Natural-language object grounding data
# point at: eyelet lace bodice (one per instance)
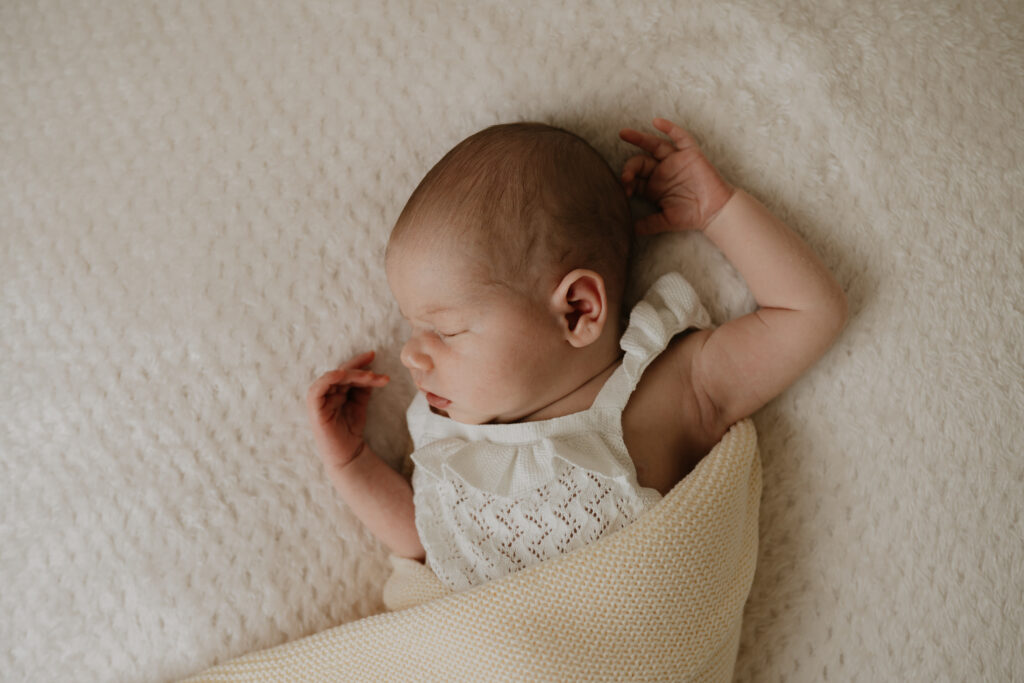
(495, 499)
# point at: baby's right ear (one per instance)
(581, 303)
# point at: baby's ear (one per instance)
(581, 303)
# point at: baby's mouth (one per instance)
(440, 402)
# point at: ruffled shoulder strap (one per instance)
(670, 306)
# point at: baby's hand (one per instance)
(337, 407)
(676, 176)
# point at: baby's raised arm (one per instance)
(380, 497)
(749, 360)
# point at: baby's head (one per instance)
(510, 261)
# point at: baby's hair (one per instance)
(529, 202)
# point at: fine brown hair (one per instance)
(529, 202)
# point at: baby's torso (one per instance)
(495, 499)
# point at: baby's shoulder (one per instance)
(669, 424)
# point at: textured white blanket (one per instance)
(195, 202)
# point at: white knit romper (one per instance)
(495, 499)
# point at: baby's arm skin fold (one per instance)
(380, 497)
(751, 359)
(742, 365)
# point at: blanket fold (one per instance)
(662, 599)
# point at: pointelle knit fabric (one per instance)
(494, 499)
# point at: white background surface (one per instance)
(196, 200)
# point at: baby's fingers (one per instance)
(638, 167)
(680, 137)
(658, 147)
(339, 380)
(360, 360)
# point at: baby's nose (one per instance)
(414, 358)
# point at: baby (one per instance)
(544, 422)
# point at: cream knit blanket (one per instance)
(662, 599)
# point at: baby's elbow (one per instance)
(836, 313)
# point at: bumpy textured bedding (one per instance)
(196, 200)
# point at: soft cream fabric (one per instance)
(496, 499)
(195, 199)
(660, 600)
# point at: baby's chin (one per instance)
(455, 414)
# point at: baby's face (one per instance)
(480, 354)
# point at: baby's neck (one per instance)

Problem details> Write out the whole of the data exactly; the pictures stay out.

Task response>
# point at: eyelet lace bodice (one per instance)
(495, 499)
# point at: baby's right ear (one per instance)
(581, 303)
# point at: baby's ear (one per instance)
(581, 303)
# point at: baby's mouth (one per instance)
(440, 402)
# point at: ruffled shoulder strap (one per instance)
(670, 306)
# point at: baby's hand (one per instance)
(337, 407)
(676, 176)
# point at: baby's raised arm (one per instance)
(380, 497)
(749, 360)
# point at: baby's head (one per instance)
(510, 261)
# point at: baby's hair (one per instance)
(529, 202)
# point at: fine brown hair (one per instance)
(529, 202)
# point at: baby's torso (one per instance)
(495, 499)
# point at: baby's shoulder (one per instance)
(669, 424)
# point at: textured white blanket (one per instance)
(195, 202)
# point at: white knit romper (one per instance)
(495, 499)
# point at: baby's arm skin fold (one per instance)
(380, 497)
(751, 359)
(742, 365)
# point at: blanket fold (one per instance)
(662, 599)
# point at: pointelle knit fabric (one per instance)
(494, 499)
# point at: white background surface (one per instance)
(196, 200)
# point at: baby's fingers (one per instance)
(638, 167)
(680, 137)
(658, 147)
(339, 380)
(360, 360)
# point at: baby's nose (one per instance)
(414, 358)
# point at: baby (one per instance)
(544, 422)
# point at: cream knit blanket (one per instance)
(662, 599)
# point at: baby's elbow (one per instance)
(836, 313)
# point at: bumpy textured bedding (one per instance)
(196, 200)
# point at: soft cream fabric (one per instance)
(496, 499)
(195, 199)
(660, 600)
# point at: baby's chin (one per instance)
(455, 414)
# point at: baby's face (one per instance)
(480, 354)
# point at: baby's neck (one per instance)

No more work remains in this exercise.